# Brief:
Pull out every line of the records that contains the string "mask", matching case exactly.

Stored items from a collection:
================
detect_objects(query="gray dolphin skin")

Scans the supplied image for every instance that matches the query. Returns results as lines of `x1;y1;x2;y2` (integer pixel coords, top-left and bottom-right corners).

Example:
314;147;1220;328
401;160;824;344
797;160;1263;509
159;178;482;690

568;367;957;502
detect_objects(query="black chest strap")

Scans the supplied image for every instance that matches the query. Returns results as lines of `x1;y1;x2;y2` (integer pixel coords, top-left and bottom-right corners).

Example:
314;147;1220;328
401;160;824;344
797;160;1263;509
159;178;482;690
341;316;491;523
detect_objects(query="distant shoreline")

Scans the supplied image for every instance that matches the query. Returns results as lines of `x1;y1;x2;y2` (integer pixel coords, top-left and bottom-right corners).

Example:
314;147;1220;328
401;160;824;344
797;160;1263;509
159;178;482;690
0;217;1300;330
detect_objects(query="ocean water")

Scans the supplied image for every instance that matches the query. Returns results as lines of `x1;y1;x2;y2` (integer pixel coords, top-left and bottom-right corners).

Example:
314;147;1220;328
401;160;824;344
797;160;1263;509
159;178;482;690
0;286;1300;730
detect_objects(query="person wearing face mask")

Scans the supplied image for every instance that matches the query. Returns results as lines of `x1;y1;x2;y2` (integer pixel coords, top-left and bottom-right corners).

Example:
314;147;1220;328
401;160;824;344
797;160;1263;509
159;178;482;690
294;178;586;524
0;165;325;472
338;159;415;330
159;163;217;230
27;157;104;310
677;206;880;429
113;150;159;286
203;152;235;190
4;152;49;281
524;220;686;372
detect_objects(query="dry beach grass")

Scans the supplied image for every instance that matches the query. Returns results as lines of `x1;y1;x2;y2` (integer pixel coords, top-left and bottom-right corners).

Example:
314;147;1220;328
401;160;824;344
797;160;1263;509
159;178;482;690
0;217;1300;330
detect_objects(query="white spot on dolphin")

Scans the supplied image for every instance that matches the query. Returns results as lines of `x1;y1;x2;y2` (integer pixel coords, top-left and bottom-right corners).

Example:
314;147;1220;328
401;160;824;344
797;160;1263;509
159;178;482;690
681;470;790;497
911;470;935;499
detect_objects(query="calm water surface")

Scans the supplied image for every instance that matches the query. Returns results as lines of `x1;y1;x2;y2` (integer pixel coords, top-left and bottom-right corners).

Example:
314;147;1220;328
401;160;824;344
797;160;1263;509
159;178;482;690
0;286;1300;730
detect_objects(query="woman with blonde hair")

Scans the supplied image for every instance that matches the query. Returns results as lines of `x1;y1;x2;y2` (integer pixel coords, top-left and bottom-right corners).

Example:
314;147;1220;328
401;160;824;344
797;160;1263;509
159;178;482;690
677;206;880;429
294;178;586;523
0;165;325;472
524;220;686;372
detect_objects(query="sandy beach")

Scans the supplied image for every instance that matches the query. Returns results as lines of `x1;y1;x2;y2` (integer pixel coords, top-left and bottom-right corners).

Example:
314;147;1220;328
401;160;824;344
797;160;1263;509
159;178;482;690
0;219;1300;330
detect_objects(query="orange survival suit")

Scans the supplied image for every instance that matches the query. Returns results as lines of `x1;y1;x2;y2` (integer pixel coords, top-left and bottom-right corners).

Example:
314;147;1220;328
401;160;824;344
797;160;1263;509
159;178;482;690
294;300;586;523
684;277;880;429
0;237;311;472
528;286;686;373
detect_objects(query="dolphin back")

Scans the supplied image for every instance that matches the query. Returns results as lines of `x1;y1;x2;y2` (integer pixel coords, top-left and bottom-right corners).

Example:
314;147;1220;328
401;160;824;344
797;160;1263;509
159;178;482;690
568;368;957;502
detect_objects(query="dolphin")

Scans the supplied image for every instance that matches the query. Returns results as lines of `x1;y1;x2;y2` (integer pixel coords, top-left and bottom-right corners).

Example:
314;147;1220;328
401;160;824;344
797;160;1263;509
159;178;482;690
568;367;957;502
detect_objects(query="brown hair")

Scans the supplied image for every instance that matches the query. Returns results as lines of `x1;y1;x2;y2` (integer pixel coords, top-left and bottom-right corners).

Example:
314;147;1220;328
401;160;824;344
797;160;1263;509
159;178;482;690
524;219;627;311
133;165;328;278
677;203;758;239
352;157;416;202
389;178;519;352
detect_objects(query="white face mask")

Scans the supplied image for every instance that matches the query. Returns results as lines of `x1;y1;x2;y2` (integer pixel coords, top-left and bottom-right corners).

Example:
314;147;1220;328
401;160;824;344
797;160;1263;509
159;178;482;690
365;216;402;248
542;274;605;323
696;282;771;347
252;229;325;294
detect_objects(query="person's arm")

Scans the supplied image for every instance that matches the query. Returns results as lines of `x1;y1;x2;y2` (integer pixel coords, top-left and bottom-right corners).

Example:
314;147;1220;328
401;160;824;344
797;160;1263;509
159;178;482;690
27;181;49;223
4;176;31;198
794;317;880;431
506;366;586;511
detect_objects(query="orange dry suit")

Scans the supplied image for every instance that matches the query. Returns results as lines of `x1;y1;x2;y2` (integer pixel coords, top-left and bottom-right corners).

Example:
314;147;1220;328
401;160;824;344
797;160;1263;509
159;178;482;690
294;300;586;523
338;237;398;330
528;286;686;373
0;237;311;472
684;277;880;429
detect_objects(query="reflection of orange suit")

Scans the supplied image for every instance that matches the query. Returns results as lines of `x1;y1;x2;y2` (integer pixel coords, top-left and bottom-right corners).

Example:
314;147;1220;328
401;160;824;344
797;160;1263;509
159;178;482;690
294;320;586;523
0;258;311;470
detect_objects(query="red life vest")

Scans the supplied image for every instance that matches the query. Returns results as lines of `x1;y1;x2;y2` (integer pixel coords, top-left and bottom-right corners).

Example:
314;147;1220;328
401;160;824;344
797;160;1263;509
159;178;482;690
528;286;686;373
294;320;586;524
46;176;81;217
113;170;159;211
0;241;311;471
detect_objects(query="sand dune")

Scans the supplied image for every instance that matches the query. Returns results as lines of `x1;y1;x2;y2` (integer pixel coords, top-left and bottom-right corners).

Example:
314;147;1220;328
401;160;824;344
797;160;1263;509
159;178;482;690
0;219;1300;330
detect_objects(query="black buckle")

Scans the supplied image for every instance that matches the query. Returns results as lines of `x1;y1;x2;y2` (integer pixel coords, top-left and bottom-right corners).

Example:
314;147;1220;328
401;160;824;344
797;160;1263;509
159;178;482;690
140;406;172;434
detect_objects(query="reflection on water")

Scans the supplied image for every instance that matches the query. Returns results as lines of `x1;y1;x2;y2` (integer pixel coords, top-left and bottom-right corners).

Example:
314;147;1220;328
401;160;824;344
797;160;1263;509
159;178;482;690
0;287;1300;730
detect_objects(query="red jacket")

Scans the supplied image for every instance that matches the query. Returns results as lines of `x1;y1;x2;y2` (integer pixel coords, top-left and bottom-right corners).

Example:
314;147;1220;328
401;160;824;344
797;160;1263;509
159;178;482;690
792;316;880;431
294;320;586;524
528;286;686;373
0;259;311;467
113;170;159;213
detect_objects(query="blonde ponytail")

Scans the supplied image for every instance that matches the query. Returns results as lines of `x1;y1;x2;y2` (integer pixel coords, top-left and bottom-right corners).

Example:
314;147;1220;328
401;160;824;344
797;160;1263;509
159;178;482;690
================
# Expected answer:
detect_objects(query="person wearing face mask")
detect_objects(query="white face mask")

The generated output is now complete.